* **Stated exercise**: The required output is the line containing "Target: stone pavement" through the final line of the material below, printed exactly, with no other lines.

** start Records for this task **

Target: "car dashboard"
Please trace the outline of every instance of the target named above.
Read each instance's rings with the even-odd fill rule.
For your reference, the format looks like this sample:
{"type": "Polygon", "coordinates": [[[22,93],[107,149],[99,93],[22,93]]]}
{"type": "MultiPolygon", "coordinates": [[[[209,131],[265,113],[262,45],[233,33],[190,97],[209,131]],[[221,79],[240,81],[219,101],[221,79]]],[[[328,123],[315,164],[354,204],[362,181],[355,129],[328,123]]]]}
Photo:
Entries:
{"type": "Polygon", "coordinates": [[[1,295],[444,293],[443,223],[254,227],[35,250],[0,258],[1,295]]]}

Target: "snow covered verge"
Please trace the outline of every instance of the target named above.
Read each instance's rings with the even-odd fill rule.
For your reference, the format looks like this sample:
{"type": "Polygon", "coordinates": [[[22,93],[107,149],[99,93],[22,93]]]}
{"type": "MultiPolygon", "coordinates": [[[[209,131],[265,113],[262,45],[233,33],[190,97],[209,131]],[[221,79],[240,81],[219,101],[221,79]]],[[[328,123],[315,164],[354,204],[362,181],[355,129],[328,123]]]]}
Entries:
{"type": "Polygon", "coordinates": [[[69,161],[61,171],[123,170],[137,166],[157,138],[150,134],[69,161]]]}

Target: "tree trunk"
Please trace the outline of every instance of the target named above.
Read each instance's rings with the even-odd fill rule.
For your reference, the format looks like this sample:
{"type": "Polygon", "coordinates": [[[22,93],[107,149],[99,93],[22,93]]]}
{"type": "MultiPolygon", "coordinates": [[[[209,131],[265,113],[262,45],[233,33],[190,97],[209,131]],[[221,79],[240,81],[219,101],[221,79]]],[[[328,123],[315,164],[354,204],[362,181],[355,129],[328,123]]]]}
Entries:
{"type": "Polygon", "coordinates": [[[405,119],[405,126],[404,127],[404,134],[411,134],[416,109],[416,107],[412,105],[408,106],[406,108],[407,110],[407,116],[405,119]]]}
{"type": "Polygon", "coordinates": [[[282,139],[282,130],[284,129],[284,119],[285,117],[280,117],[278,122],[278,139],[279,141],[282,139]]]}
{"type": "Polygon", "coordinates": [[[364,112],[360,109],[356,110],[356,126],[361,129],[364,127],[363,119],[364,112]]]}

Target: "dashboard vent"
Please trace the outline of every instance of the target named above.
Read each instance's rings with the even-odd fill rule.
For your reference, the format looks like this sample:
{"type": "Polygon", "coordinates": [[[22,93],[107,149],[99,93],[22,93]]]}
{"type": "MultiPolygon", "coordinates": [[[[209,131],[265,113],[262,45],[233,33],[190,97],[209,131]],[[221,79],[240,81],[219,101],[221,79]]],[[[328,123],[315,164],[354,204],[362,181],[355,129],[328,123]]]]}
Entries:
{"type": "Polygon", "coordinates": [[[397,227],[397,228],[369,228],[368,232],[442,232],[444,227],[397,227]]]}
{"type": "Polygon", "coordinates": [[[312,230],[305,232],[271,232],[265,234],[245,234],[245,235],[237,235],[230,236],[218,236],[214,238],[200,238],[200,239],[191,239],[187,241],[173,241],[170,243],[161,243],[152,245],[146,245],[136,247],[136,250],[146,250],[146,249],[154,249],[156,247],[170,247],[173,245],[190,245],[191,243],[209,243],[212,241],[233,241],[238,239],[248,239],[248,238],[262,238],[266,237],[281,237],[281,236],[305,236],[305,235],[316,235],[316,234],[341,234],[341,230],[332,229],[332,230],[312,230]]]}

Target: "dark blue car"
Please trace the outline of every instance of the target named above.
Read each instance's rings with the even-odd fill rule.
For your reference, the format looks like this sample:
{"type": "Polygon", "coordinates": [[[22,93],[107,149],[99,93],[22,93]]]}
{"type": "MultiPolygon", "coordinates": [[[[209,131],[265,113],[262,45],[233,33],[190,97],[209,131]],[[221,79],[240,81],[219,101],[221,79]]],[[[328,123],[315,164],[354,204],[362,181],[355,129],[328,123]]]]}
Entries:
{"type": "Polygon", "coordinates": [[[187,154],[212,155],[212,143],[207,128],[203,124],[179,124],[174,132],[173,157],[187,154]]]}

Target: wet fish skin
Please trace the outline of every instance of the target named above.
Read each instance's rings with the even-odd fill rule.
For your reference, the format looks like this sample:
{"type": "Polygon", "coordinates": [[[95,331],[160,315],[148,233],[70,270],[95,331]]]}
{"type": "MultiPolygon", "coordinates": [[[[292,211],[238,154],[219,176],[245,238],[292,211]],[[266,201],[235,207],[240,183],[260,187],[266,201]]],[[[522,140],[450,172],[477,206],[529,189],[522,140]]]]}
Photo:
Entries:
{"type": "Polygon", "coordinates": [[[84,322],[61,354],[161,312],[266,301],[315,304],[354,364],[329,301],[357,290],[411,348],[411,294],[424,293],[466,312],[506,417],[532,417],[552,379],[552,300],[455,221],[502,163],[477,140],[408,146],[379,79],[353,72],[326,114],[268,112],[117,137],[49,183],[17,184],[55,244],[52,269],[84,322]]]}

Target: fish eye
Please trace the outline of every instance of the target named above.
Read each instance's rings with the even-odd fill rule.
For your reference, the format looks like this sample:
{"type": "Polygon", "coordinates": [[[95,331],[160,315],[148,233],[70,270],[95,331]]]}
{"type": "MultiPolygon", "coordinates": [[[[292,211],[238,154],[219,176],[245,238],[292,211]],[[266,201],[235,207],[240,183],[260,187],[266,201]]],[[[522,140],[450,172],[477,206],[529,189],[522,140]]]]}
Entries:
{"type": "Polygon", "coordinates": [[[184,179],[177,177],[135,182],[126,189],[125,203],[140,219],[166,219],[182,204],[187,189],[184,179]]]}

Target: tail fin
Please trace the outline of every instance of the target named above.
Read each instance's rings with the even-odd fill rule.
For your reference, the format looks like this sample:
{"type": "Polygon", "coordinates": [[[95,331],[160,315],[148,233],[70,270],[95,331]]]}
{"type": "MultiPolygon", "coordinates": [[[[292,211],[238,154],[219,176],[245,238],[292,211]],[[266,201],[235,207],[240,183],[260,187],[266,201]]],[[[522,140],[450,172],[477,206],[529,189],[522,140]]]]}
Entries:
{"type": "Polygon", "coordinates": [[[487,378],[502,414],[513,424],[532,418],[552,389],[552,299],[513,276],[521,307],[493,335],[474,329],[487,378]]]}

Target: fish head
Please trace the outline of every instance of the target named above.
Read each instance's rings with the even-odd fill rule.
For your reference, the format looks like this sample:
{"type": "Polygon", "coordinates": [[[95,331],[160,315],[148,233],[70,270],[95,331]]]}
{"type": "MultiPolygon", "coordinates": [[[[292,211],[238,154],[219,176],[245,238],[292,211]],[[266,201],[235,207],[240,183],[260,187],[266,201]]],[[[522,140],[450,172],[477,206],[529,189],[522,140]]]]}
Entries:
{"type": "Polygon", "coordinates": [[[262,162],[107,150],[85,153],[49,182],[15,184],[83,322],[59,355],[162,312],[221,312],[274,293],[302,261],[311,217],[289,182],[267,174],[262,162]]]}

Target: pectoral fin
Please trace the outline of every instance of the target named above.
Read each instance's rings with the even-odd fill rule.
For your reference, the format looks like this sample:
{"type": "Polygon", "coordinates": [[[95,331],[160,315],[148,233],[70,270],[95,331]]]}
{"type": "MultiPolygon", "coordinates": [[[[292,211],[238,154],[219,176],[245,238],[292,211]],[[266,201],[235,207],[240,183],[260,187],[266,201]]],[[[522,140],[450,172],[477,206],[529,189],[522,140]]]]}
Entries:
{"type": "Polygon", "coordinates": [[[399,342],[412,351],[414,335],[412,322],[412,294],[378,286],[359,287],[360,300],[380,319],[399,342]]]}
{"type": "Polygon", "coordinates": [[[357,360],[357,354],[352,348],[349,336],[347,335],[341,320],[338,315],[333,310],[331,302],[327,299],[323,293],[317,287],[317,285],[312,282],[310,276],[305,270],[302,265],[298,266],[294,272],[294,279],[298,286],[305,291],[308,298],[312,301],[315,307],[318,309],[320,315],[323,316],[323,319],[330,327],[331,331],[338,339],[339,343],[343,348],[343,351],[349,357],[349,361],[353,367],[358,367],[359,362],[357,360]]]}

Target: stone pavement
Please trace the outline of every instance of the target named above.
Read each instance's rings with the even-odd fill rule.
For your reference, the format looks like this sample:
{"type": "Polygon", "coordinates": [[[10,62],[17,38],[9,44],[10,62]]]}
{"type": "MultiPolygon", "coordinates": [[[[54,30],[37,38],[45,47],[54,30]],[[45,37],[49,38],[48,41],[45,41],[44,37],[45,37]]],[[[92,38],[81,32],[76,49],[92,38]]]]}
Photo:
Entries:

** end Records for this task **

* **Correct answer**:
Target: stone pavement
Please trace the outline of every instance of the target named above.
Read each instance's rings with the even-odd fill rule.
For your reference, the format looks like this sample:
{"type": "Polygon", "coordinates": [[[10,62],[17,38],[9,44],[10,62]]]}
{"type": "MultiPolygon", "coordinates": [[[[54,30],[37,38],[45,47],[54,30]],[[45,37],[49,38],[48,41],[45,41],[44,37],[45,37]]],[[[92,38],[81,32],[76,49],[92,38]]]]}
Photo:
Entries:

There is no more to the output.